## PROVIDED DATA

++++++

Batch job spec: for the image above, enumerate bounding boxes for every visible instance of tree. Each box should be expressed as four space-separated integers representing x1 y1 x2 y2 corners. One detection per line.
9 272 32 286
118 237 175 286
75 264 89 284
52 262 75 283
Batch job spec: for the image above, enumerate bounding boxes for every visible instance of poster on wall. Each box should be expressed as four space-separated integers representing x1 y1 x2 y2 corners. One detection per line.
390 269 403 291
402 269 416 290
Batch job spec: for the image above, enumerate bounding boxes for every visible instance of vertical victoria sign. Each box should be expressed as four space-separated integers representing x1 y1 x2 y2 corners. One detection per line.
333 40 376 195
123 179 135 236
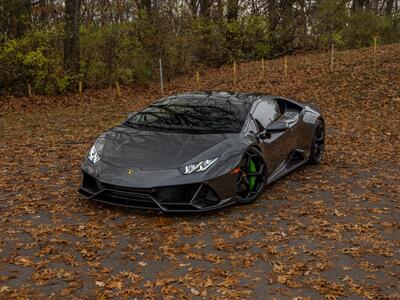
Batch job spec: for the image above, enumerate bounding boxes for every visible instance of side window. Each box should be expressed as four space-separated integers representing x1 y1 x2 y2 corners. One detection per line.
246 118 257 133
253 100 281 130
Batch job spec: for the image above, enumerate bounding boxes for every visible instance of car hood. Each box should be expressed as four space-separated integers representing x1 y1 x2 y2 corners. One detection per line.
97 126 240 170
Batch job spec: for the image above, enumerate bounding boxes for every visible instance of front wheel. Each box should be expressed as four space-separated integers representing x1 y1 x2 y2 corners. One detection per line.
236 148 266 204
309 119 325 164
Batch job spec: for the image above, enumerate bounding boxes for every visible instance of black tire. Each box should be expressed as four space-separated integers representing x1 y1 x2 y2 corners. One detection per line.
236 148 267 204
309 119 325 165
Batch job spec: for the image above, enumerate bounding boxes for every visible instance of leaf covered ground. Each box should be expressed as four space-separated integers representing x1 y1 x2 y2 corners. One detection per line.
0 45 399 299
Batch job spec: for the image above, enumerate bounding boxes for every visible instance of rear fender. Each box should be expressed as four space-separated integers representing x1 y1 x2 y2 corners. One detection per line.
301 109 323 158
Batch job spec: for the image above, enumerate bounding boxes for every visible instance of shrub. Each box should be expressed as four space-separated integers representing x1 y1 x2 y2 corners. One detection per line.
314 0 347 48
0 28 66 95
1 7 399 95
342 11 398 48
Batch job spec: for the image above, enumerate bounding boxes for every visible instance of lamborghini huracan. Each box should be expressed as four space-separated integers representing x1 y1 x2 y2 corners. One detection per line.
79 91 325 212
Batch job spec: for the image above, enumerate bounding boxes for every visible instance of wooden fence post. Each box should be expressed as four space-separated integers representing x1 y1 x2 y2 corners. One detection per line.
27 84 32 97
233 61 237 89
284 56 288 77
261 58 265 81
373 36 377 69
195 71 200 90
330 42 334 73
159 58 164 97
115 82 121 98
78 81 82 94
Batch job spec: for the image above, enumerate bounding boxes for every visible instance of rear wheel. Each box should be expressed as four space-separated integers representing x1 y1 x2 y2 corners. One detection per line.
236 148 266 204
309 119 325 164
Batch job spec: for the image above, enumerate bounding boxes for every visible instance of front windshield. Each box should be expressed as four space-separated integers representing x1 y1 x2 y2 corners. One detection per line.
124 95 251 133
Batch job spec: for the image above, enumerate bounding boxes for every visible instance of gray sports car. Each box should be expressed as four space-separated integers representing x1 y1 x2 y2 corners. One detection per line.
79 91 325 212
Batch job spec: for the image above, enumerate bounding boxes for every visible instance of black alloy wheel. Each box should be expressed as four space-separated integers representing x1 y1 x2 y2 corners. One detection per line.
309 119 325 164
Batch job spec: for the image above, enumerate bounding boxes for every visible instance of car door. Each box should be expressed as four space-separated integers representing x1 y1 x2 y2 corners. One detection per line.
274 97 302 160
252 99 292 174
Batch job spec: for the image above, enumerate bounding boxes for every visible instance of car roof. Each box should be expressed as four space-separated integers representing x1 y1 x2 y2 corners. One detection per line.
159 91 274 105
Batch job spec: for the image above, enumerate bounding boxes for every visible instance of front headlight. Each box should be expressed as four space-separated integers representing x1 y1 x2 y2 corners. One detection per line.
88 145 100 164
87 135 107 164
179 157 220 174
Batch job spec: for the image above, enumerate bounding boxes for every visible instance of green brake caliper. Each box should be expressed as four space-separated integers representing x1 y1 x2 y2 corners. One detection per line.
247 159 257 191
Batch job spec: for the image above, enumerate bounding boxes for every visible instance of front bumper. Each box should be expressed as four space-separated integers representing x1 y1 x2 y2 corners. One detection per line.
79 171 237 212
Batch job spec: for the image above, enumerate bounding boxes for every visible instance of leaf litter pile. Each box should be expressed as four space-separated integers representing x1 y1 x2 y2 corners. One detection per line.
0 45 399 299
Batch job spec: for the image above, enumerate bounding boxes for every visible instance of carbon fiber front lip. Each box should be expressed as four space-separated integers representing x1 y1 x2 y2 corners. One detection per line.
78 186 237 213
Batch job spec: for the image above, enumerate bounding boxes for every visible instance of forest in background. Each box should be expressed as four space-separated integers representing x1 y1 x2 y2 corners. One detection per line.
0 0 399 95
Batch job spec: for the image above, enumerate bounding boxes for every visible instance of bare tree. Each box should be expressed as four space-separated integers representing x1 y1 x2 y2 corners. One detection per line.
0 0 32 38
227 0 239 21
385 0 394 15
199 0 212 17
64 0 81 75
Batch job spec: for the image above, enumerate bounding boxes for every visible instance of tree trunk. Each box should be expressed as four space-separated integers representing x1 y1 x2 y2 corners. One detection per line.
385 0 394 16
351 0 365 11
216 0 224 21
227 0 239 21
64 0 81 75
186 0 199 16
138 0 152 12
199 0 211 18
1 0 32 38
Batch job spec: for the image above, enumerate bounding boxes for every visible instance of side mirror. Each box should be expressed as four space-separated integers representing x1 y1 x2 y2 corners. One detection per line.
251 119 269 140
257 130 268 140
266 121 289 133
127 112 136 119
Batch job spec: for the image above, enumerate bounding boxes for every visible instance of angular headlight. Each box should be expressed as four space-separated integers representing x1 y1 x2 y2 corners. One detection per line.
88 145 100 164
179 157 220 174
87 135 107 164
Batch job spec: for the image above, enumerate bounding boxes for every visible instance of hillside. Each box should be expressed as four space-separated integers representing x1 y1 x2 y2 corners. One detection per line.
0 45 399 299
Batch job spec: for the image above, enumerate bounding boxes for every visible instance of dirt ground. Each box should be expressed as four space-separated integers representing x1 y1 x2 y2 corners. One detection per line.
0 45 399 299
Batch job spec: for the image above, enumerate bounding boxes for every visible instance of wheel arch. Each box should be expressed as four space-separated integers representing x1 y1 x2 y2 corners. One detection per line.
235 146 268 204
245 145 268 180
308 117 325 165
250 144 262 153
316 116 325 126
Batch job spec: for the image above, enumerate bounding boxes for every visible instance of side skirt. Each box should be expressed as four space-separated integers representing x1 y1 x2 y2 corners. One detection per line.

++++++

## YOUR TASK
Exactly the lines from the one with "instance of wheel" through the last line of the listing above must make up your answer.

## ANSWER BOX
Batch job spec: for the image above, enumerate bounding boxes for every visible instance of wheel arch. Each box should be expressed as four space-separated integers representing x1 y1 x2 y2 corners. One detection per line.
235 146 268 204
245 145 268 180
308 117 325 165
250 144 262 153
316 116 325 126
Batch job spec: for the image above, enumerate bounding boxes for every visible instance of side skirt. Each box should be expressed as four space-separated integers representing x1 y1 x2 y2 corners. One detection per line.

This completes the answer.